* DOCUMENT SECTION *

February 07, 2020

Data Crunch: CMS’s Arduous New Requirement that Hospitals Publish Pricing Information

By Joel McElvain, Esq. and Elizabeth Swayne, Esq., King & Spalding, Washington, DC

The Centers for Medicare & Medicaid Services (CMS or the Agency) recently finalized burdensome new requirements for hospitals to disclose the payment rates they have negotiated with third-party payors.  CMS asserts that it has the authority to impose these requirements under a provision of the Patient Protection and Affordable Care Act, although that statute only requires disclosure of hospitals’ “standard charges.”1 Previously, CMS had encouraged hospitals to simply post their chargemasters online.  The newly issued requirements, however, are much more onerous, requiring hospitals to publish multiple pricing lists, including not only their standard charges, but also negotiated rates with third-party payors.  Hospitals must comply with the new rules starting January 1, 2021.  Given the complexity of the rule and the volume of data it requires, and the Agency’s ability to impose corrective action plans and civil monetary penalties for violations, hospitals would be well advised to begin developing this data as soon as possible and to actively engage with the Agency, which is likely to issue additional sub-regulatory guidance over the next year.2

Background


As part of the Patient Protection and Affordable Care Act, Congress enacted Section 2718(e) of the Public Health Service Act, which requires that:

  • Each hospital operating within the United States shall for each year establish (and update) and make public . . . a list of the hospital’s standard charges for items and services provided by the hospital, including for diagnosis-related groups established under section 1886(d)(4) of the Social Security Act.3

Under the terms of the statute, CMS is to develop guidelines governing the manner in which a hospital makes its standard charges public.

CMS has done so incrementally, first stating in the fiscal year (FY) 2015 inpatient prospective payment system (IPPS) final rule that hospitals can comply by making public either “a list of the standard charges (whether that be the chargemaster itself or in another form of their choice)” or “their policies for allowing the public to view a list of those charges in response to an inquiry.”4  Then, in the FY 2019 IPPS final rule, CMS required “that hospitals’ list of standard charges be made available to the public via the internet in a machine readable format and that hospitals update this information at least annually, or more often as appropriate.”5

On June 24, 2019, President Trump issued an executive order directing CMS to propose a regulation:

  • [T]o require hospitals to publicly post standard charge information, including charges and information based on negotiated rates and for common or shoppable items and services, in an easy-to-understand, consumer-friendly, and machine-readable format using consensus-based data standards that will meaningfully inform patients’ decision making and allow patients to compare prices across hospitals.  The regulation should require the posting of standard charge information for services, supplies, or fees billed by the hospital or provided by employees of the hospital.  The regulation should also require hospitals to regularly update the posted information and establish a monitoring mechanism for the Secretary to ensure compliance with the posting requirement, as needed.6

New Rulemaking in Effect January 1, 2021

In response, CMS proposed7 and then finalized8 new price transparency rules.  Originally, CMS estimated that it would take just 12 hours for a hospital to comply with these new rules the first year.9  The Agency has since substantially revised its estimate of the compliance burden upward to 150 hours,10 an increase that likely led to the Agency’s decision to defer the effective date of the rule to January 1, 2021.11  (The proposed rule had not specified an effective date, and many commenters expressed concerns that the Agency would expect compliance by the beginning of 2020.)  Even the Agency’s revised estimate, however, likely understates the actual burden that hospitals will face.

[Region pointing rows]
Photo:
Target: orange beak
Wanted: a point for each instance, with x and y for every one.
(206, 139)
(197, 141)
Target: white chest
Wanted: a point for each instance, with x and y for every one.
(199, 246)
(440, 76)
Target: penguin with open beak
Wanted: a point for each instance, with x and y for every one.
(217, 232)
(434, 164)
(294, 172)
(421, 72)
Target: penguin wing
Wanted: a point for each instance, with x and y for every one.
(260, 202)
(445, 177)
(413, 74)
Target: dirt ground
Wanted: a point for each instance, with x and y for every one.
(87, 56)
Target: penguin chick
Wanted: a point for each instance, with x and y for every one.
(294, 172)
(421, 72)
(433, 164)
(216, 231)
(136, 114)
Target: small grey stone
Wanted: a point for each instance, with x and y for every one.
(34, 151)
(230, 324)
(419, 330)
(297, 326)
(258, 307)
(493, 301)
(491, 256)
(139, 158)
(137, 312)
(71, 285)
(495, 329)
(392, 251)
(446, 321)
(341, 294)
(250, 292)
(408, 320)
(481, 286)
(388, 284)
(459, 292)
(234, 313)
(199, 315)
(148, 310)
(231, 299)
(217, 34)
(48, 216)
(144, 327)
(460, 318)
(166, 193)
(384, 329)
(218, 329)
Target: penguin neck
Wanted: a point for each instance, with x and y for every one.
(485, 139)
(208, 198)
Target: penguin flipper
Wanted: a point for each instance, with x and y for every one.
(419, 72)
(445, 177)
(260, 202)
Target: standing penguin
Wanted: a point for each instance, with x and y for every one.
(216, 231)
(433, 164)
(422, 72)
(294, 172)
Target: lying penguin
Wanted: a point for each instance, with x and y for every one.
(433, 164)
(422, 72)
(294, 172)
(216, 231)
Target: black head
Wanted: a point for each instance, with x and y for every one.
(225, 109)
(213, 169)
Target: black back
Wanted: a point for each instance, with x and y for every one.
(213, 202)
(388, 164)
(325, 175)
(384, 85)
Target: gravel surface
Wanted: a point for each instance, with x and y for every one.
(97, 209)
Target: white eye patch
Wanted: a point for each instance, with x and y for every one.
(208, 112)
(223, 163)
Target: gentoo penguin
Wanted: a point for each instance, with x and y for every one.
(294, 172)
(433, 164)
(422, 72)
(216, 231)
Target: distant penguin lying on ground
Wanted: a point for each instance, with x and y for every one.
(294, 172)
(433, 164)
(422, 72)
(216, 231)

* TASK DETAILS *
How would you put this sentence from the article on hospital price transparency into Spanish: "Hospitals must comply with the new rules starting January 1, 2021."

* PROBLEM SOLUTION *
Los hospitales deben cumplir con las nuevas normas a partir del 1 de enero de 2021.